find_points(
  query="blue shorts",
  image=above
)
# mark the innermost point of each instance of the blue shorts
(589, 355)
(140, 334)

...

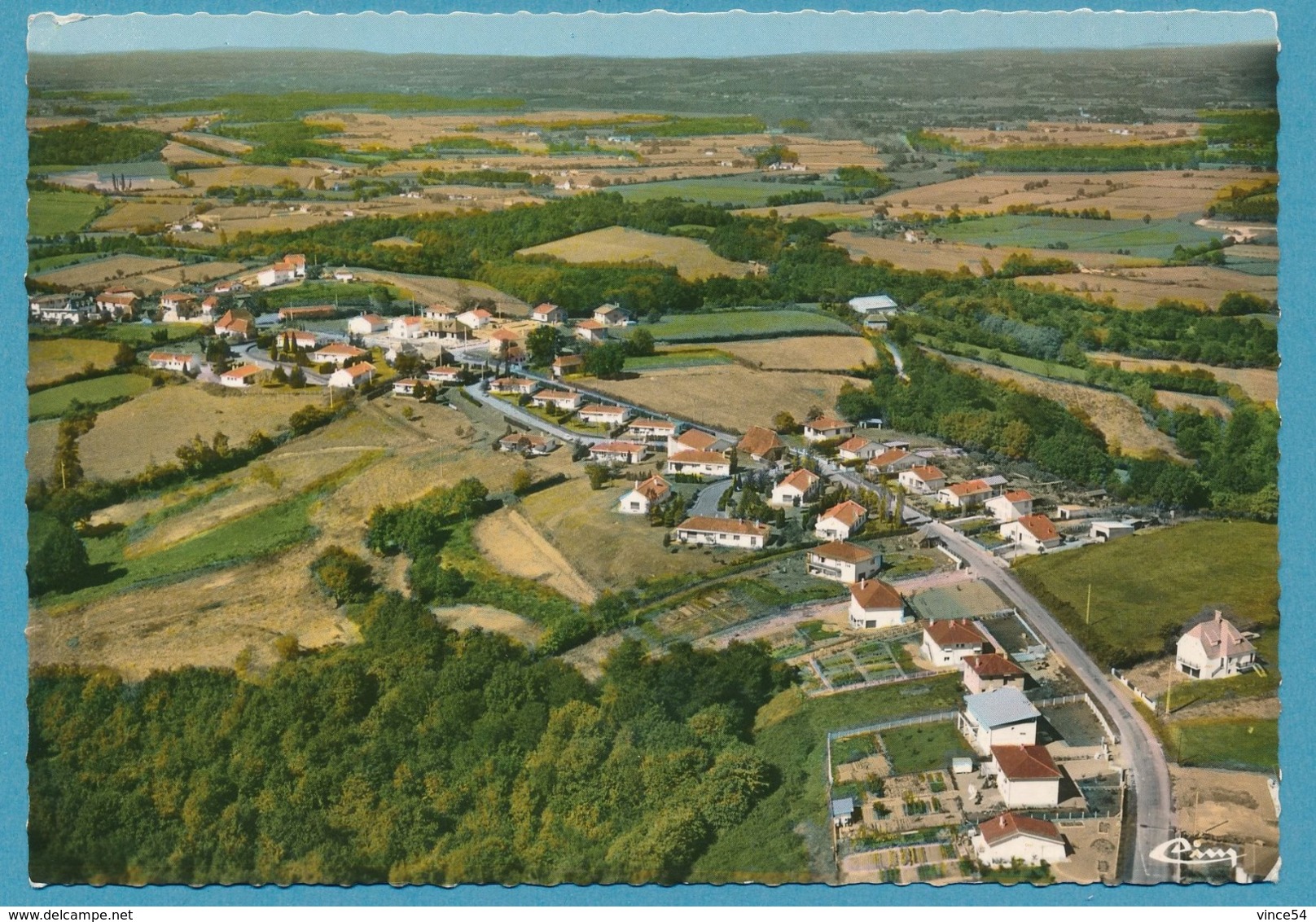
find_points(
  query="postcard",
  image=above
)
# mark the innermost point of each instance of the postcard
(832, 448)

--

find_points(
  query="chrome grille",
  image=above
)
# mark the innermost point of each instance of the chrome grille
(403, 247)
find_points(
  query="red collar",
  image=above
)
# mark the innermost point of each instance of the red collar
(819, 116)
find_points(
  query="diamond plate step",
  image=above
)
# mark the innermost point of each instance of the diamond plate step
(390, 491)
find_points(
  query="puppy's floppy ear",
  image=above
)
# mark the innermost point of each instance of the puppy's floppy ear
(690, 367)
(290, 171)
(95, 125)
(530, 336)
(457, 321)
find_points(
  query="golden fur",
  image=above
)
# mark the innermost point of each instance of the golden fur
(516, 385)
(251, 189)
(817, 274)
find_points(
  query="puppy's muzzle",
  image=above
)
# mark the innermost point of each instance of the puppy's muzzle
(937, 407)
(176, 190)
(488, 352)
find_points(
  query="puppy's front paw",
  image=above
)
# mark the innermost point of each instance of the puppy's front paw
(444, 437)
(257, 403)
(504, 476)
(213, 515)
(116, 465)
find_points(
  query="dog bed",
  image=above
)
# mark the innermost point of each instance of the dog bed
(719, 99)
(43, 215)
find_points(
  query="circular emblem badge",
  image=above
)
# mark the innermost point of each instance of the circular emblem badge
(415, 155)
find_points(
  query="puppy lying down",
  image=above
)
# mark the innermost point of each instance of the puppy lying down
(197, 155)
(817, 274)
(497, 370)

**PROBLEM DETAILS:** Which lines of the listing above contain the word "golden"? Collect them and copy each one out.

**COMPLETE ANSWER:**
  query="golden fur",
# mark the innermost point of each instance of the golden fur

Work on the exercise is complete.